We have used no body doubles. We have done all the action because it was shot too close to have a body double. Having said that, there were body-doubles to check things before the scenes were shot. But during the shot, there was no body-double. We had to do everything on our own.
Race (2008) and Race 2 was helmed by Abbas-Mustan whereas Race 3 has been directed by Remo D’souza? How are they different as directors?
They are completely different. Abbas-Mustan have done many thrillers like Race. Thriller is in their entire blood. It’s there in their genes. For Remo, it’s a very different type of cinema. He is used to his dance films. We tried to do something different in A Flying Jatt (2016) though. In terms of stylizing and attitude and stuff, Remo is the perfect choice to continue the brand forward because he understands style. But I do know that he did work really hard in this genre because it’s new for him. For anything that’s new to someone, one needs to put in a lot more efforts. He is one of the coolest directors I have ever worked with.
Jacqueline, you are about to complete a decade in Hindi cinema. How do you see your journey over the years?
My growth in Bollywood has been slow but steady. I am taking my little time. I know a lot more is yet to be done. A lot more is yet to be achieved. There were days where I had no films. I was not signing anything. I was not doing anything. I just wanted to wake up and work every day. Having this job (acting) to go to is a blessing for anyone.
There is still a lot I want to do. There are a lot of directors I want to work with. There are a lot of characters I want to play. There is a lot that I want to accomplish. But I know these things take time. I know they come to you when you are most deserving of it. So, till the time I feel I am deserving, I don’t feel right even doing stuff like that. So yeah, I am very patient that way (laughs).
Who all are the directors on your wishlist?
(Sanjay Leela) Bhansali. I am dying to work with him.
Any particular reason that you want to work with him?

#### Saved data entries
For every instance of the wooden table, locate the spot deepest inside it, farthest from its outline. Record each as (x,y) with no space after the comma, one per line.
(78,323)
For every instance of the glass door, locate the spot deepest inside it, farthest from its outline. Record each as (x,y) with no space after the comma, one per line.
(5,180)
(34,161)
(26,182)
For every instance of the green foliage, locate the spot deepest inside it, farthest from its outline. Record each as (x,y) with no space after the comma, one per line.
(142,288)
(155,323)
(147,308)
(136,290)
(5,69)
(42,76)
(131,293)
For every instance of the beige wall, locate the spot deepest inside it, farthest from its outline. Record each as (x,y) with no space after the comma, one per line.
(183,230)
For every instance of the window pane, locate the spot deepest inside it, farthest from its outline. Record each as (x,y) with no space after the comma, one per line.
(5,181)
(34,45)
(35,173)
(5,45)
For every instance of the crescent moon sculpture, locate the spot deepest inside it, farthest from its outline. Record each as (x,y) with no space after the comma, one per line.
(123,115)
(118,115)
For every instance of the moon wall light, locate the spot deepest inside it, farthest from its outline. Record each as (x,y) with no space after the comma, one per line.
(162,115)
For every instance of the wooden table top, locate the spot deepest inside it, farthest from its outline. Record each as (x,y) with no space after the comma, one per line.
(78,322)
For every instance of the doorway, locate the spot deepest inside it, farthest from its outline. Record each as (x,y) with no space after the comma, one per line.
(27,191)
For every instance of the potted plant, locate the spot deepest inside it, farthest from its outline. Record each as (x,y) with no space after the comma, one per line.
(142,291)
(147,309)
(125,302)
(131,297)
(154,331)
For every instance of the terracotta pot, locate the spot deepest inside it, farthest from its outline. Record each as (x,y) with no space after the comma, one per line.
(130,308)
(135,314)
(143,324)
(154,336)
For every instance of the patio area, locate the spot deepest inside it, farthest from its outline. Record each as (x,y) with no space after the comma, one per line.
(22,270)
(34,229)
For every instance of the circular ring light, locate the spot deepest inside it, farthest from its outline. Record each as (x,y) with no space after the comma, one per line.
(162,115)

#### TASKS
a) Answer these three questions about the Race 3 interview, one per line:
(i) Who directed Race 3?
(ii) Which 2016 film is mentioned as an attempt at something different with Remo?
(iii) Which director is the interviewee dying to work with?
b) Can you write the next part of the Race 3 interview, picking up right after its final question?

#### ANSWERS IN ORDER
a)
(i) Remo D'souza
(ii) A Flying Jatt
(iii) Sanjay Leela Bhansali

b)
The reason is that the first Hindi film that I saw was Devdas. This was in 2002, I clearly remember. And honestly speaking, at that point of time, I had no plans of coming to India and become an actress. I was watching Cannes Film Festivals’ telecast on TV where almost everyone was talking about this film Devdas. I was like, ‘What’s this?’ Then I got a DVD and watched the film. It was such an unbelievably incredible film. I was mesmerized by its costumes and scale. After Devads, I watched Asoka (2001) because of Shah Rukh and Kareena. They were so cool and so nice in the movie. Right after Asoka, I watched Black (2005), which was again a Sanjay Leela Bhansali directorial. After watching Devdas and Black, I was like, ‘What an amazing guy; he is making such amazing films!’ He still makes amazing films. He is a dream director. He is bigger than everything.
Have you ever told Sanjay Leela Bhansali that you want to work with him?
Yes, many times. Just recently at Sonam’s wedding, I told him I want to work with him (laughs).
Are there any plans for marriage?
No, I don’t even have a boyfriend. Who should I get married to then?
You are learning Kathak these days. Are you enjoying it?
I love Kathak. For me, it’s a major stress buster. I just love it. I don’t get a lot of free time to go and attend classes, but whenever I have some time, I make it a point to go and learn. I do one or two classes with my Guru and then come back and workout for some time. It is one of my favourite experiences.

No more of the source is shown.